Задание » Подсчитайте строки в записях ниже, где встречается слово «cloud», учитывая регистр букв. В ответе укажите только число.

Записи »
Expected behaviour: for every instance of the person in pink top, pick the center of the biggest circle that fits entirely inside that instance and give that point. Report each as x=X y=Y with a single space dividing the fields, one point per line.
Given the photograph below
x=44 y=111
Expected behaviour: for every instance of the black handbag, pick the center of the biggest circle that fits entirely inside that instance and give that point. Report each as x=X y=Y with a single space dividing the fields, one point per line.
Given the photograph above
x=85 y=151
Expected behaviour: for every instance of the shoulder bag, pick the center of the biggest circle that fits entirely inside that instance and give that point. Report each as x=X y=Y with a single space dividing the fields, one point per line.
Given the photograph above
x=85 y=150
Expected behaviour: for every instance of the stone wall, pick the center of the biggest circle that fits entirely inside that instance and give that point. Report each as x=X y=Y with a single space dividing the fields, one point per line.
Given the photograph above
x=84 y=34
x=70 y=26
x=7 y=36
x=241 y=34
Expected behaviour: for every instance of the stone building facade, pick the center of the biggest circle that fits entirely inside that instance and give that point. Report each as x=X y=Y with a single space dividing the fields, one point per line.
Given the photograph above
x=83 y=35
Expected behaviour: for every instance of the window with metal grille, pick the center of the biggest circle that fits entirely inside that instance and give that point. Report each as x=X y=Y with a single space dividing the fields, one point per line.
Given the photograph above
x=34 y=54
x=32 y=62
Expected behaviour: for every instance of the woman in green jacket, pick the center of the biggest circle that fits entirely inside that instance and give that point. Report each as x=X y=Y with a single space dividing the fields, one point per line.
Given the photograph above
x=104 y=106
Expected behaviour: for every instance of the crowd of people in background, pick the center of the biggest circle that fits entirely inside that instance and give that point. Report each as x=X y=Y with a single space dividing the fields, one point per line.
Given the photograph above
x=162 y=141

---

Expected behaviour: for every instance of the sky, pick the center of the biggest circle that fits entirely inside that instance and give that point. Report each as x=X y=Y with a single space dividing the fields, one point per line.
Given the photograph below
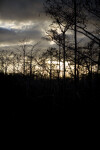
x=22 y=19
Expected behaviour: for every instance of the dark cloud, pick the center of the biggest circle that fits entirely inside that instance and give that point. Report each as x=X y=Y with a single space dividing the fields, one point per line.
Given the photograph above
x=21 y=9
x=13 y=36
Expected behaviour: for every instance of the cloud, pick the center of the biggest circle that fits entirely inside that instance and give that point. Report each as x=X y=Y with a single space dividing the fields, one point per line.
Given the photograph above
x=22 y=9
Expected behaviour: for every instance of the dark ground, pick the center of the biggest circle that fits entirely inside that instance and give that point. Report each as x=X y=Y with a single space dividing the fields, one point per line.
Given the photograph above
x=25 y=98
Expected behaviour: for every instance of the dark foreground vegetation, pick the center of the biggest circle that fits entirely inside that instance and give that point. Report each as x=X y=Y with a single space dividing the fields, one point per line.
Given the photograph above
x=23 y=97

* * *

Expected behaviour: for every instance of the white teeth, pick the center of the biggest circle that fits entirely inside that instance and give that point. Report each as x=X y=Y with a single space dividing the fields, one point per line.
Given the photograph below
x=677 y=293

Ответ » 2